**Data to process:**
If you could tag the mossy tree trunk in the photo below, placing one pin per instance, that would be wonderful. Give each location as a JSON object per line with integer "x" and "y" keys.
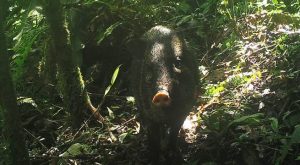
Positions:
{"x": 71, "y": 83}
{"x": 18, "y": 154}
{"x": 70, "y": 79}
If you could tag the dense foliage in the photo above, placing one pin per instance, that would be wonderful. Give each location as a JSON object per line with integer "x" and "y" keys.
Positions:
{"x": 248, "y": 56}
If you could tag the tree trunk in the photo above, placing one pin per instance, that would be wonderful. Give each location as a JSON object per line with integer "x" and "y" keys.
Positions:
{"x": 18, "y": 153}
{"x": 71, "y": 83}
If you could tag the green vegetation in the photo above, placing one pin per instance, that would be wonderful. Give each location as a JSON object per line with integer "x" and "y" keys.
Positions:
{"x": 249, "y": 61}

**Exercise description:**
Every entry, word for word: repeat it, but skip the images.

**Output of the task:**
If you could tag the mossy tree trunk in the photo below, placing one pin per instance, that would be wonderful. Give each location as a JSON object per line with integer "x" and "y" keys.
Positions:
{"x": 71, "y": 83}
{"x": 18, "y": 154}
{"x": 70, "y": 79}
If you could tag the dense foliage in the photo above, placing one pin per instance, that would be wonderful. Give each location as a JSON object per line with integer "x" and "y" keys.
Positions:
{"x": 248, "y": 56}
If you could tag the tree trunk in the photo above, placing one pin per instance, that would be wonderful. Give each location as a JSON object per line with integer "x" and "y" keys.
Positions:
{"x": 18, "y": 153}
{"x": 71, "y": 83}
If you could tag the green vegetation in the photo above, placing one pin per instance, that would be wonderful. Give each location as a JSON object per line with integer "x" and "y" keys.
Positions:
{"x": 249, "y": 61}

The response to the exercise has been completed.